▸ TEXT SEGMENT
»»

Manmohan Singh death: Manmohan Singh, the architect of India’s historic economic liberalisation, passed away on Thursday night at the AIIMS in Delhi. He was 92.
Manmohan Singh death: Manmohan Singh, known for his soft-spoken nature and intellectual depth, was a consensus builder who commanded respect across political lines. His tenure as Prime Minister saw landmark initiatives such as the Mahatma Gandhi National Rural Employment Guarantee Act (MGNREGA) and the India-US Civil Nuclear Agreement, among others.
The two-time former prime minister, the architect of India’s historic economic liberalisation, passed away on Thursday night at the All India Institute of Medical Sciences (AIIMS) in Delhi. He was 92.
Despite being labelled by critics as a “silent PM”, Manmohan Singh defended his leadership style. At the launch of his book Changing India in December 2018, Manmohan Singh said, “People say I was a silent Prime Minister. I think these volumes speak for themselves. I would certainly like to say that I was not the prime minister who was afraid of talking to the press – I met the press regularly, and on every foreign trip I undertook, I had a press conference in the plane, or immediately after landing. So there are a large number of those press conferences whose results are also described (in the book).”

««

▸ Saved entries
»»

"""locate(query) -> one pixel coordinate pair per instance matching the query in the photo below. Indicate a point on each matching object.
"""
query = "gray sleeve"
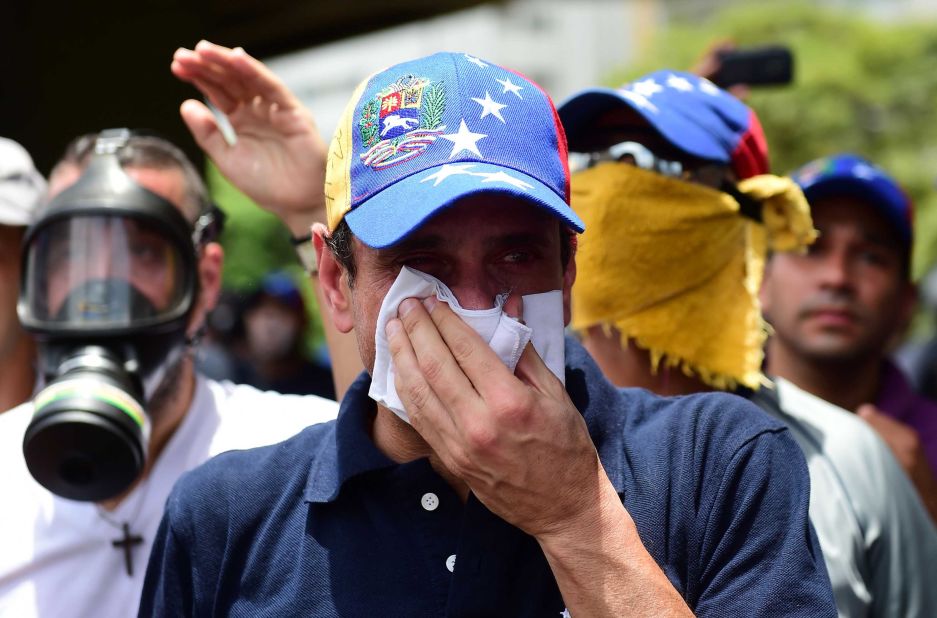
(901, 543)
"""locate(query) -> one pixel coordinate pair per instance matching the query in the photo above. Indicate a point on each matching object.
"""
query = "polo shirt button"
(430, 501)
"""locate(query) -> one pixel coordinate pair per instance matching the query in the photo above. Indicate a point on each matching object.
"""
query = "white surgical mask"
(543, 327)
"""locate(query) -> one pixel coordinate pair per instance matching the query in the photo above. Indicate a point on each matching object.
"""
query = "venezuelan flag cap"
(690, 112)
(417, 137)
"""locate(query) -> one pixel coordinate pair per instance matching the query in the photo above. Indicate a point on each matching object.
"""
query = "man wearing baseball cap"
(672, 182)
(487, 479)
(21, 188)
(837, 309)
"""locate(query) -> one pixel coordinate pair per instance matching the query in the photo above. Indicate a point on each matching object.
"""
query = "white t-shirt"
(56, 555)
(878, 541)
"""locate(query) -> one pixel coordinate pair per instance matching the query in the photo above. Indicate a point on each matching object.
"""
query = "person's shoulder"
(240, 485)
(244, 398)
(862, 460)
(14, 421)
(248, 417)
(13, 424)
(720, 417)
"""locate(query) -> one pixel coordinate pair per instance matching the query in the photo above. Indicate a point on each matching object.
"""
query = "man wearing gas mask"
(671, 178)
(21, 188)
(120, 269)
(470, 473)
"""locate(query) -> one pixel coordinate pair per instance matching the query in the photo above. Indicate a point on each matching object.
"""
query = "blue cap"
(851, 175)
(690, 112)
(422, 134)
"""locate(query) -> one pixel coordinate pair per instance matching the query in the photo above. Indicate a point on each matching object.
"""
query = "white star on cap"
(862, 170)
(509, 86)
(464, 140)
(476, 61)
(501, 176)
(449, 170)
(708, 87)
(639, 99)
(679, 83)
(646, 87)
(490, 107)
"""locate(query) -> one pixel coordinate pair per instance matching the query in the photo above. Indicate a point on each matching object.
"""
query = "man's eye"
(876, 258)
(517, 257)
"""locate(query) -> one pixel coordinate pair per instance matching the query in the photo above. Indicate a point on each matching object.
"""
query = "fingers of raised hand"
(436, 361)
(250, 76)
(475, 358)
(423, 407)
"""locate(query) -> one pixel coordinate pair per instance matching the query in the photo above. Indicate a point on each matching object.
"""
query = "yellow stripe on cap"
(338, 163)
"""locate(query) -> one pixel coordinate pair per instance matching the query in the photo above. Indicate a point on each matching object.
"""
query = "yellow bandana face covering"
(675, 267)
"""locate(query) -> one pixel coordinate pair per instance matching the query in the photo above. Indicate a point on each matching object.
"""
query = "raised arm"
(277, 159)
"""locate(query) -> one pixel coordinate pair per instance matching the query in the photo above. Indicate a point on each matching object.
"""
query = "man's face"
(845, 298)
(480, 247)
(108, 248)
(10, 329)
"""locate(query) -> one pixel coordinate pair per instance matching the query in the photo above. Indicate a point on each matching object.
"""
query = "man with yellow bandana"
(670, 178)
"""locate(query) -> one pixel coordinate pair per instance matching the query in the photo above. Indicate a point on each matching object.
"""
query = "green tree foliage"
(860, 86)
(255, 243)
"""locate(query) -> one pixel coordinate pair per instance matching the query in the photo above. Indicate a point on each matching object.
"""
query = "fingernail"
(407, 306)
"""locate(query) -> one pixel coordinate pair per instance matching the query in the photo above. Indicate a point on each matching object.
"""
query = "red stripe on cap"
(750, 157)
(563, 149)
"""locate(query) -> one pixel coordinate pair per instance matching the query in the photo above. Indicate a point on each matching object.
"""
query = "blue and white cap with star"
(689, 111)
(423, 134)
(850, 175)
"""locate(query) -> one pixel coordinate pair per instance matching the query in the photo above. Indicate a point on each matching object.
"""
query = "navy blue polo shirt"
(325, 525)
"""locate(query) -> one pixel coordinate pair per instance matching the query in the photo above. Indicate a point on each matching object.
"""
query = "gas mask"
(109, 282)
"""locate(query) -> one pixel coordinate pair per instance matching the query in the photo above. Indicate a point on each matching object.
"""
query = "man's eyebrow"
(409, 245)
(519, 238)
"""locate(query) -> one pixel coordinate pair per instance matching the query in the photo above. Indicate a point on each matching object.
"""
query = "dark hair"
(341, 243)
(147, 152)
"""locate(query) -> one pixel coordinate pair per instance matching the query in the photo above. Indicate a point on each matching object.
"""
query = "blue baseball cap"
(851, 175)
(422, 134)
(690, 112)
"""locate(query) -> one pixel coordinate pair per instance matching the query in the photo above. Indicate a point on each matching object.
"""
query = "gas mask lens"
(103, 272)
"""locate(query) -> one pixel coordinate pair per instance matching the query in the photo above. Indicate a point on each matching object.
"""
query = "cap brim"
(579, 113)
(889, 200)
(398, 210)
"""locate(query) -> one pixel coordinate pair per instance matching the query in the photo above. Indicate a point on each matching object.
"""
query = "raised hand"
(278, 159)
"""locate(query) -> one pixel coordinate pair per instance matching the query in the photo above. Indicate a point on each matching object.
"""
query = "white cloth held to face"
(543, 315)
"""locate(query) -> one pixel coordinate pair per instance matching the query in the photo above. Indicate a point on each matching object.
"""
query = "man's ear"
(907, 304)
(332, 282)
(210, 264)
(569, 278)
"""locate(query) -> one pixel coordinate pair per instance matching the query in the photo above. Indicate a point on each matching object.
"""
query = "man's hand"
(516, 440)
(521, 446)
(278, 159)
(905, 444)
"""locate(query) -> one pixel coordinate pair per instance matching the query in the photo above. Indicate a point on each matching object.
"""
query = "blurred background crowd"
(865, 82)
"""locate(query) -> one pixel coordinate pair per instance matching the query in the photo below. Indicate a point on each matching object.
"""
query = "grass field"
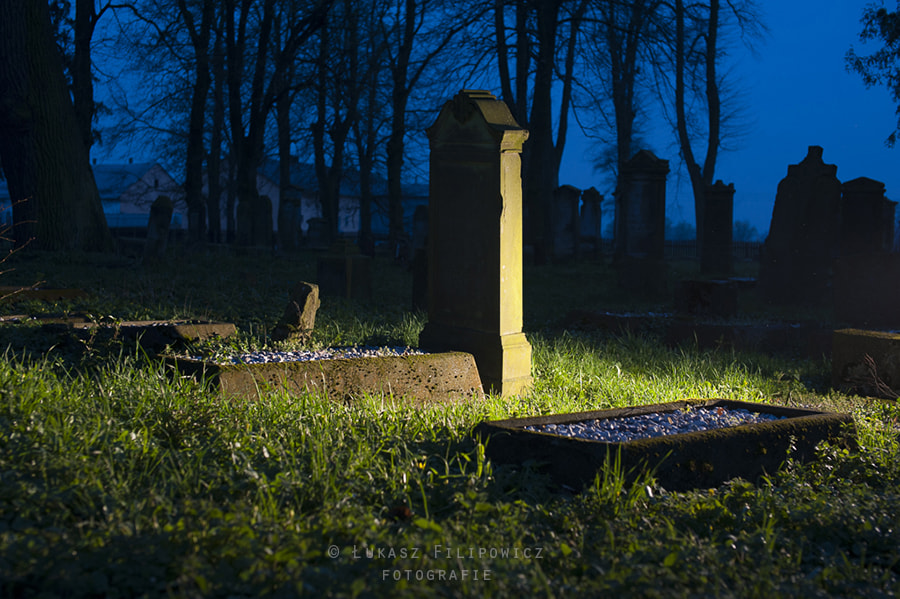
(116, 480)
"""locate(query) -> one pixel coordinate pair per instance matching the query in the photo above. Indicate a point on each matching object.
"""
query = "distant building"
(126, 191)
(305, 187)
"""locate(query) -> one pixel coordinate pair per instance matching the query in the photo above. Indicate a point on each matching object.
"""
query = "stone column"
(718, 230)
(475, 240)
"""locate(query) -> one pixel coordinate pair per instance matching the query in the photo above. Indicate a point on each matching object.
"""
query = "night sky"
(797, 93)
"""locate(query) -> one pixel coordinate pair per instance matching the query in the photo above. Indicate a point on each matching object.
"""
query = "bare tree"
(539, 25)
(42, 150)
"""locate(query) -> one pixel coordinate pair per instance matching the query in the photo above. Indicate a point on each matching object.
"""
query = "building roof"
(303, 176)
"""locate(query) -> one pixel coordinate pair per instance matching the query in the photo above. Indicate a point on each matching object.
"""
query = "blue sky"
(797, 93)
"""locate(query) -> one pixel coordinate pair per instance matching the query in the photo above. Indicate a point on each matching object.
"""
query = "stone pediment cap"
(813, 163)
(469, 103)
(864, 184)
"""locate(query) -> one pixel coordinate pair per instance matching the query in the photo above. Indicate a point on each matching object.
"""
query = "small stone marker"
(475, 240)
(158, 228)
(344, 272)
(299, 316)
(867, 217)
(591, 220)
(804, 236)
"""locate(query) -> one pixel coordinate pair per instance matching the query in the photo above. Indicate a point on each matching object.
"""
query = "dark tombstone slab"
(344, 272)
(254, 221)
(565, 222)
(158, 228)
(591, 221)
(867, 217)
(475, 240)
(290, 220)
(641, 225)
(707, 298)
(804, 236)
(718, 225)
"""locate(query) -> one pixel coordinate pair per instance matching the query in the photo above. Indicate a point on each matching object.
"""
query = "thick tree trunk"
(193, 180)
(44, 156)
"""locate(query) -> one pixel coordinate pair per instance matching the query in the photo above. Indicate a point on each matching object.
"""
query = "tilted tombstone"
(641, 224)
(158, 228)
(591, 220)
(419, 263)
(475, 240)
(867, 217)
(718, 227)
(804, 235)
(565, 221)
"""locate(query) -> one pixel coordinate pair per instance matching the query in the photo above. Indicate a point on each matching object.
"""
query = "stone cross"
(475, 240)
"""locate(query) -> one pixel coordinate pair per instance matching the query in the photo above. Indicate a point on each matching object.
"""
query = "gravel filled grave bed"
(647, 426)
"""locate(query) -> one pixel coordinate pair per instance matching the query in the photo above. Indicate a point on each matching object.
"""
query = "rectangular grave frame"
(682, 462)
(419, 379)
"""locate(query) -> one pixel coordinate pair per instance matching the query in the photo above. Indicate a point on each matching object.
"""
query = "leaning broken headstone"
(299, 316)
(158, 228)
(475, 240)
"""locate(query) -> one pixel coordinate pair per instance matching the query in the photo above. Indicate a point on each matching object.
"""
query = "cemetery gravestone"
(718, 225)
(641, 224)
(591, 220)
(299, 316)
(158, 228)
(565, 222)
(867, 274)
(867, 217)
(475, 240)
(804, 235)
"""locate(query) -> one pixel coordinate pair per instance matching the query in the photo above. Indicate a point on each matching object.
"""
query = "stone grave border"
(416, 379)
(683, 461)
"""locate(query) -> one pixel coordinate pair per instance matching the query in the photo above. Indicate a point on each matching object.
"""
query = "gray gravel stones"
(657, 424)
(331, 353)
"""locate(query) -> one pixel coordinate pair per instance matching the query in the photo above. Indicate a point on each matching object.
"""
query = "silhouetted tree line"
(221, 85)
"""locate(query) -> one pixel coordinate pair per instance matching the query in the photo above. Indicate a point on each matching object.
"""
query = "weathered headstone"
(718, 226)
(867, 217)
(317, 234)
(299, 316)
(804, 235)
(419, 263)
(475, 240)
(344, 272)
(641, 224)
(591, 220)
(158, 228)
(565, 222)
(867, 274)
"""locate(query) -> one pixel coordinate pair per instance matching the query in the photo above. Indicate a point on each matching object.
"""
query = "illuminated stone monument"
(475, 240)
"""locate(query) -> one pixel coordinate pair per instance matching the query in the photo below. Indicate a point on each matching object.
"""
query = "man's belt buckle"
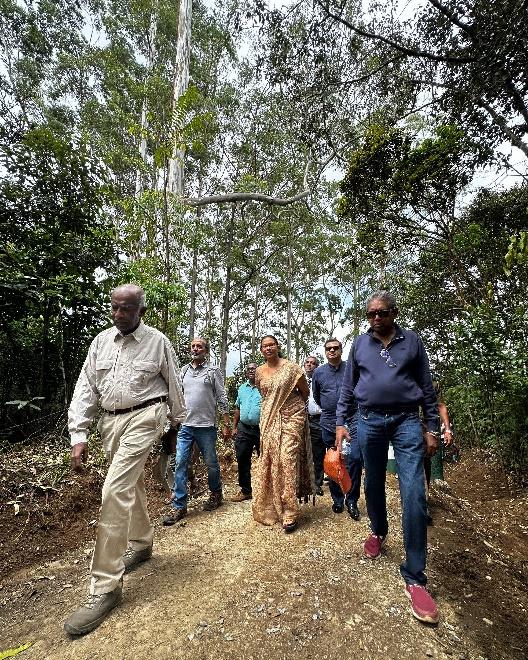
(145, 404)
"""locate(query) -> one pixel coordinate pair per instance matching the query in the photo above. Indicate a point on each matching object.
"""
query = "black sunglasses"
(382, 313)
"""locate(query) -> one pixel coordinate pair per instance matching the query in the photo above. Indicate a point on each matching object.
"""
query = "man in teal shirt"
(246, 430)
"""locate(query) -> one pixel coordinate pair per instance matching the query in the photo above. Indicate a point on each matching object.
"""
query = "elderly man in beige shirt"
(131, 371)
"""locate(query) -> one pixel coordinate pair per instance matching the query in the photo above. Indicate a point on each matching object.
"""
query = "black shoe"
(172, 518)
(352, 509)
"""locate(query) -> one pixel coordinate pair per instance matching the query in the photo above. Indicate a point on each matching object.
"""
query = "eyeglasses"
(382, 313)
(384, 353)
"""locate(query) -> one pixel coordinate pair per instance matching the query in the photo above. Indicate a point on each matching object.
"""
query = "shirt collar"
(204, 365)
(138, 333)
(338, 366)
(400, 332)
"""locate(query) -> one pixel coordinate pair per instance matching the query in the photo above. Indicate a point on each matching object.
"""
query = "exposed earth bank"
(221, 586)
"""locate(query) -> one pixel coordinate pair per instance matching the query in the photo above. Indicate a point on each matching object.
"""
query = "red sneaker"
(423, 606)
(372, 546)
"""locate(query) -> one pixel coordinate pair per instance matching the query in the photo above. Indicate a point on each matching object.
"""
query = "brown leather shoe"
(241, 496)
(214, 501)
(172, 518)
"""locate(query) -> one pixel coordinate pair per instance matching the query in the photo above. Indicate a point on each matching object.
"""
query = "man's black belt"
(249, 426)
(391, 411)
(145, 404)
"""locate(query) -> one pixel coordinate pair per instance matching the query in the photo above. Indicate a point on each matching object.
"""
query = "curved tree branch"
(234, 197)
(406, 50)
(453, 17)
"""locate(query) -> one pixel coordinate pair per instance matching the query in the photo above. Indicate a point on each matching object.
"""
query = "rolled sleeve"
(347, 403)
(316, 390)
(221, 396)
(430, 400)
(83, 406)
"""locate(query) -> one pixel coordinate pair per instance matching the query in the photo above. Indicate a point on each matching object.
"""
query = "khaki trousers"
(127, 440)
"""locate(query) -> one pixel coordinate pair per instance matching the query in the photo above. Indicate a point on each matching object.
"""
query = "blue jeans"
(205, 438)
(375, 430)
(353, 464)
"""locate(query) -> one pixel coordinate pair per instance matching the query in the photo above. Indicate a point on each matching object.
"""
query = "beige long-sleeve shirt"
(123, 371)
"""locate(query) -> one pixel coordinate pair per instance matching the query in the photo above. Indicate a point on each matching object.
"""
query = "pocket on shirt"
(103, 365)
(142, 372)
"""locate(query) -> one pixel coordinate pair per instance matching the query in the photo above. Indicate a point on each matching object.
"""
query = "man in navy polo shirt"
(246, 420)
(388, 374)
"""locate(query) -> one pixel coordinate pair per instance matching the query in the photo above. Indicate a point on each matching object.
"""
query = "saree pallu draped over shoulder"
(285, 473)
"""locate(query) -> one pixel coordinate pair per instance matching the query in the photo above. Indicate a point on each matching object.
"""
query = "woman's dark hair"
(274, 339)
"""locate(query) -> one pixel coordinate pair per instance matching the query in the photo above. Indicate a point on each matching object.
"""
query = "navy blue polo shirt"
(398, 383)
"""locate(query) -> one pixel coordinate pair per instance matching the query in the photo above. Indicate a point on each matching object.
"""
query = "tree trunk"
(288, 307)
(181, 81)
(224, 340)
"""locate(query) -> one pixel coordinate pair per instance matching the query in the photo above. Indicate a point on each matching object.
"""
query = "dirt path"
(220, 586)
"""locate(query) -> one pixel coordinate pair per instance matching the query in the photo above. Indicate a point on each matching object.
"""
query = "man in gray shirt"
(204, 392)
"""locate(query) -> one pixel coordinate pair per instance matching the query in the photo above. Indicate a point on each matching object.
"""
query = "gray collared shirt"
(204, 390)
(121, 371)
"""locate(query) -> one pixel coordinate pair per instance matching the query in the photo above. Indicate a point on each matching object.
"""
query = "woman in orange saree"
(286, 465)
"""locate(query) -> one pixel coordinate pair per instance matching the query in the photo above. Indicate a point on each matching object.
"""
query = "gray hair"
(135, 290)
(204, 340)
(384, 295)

««

▸ ACTIONS TO TAKE
1. Name every abbreviation written in capital letters that appears in the text on Manmohan Singh's death, counting each one once.
2. Copy the passage from the text on Manmohan Singh's death word for word, starting with "Manmohan Singh death: Manmohan Singh, the" and going on through "Agreement, among others.".
None of the saved entries is needed for this work.

▸ TASK RESPONSES
1. AIIMS, MGNREGA, US, PM

2.
Manmohan Singh death: Manmohan Singh, the architect of India’s historic economic liberalisation, passed away on Thursday night at the AIIMS in Delhi. He was 92.
Manmohan Singh death: Manmohan Singh, known for his soft-spoken nature and intellectual depth, was a consensus builder who commanded respect across political lines. His tenure as Prime Minister saw landmark initiatives such as the Mahatma Gandhi National Rural Employment Guarantee Act (MGNREGA) and the India-US Civil Nuclear Agreement, among others.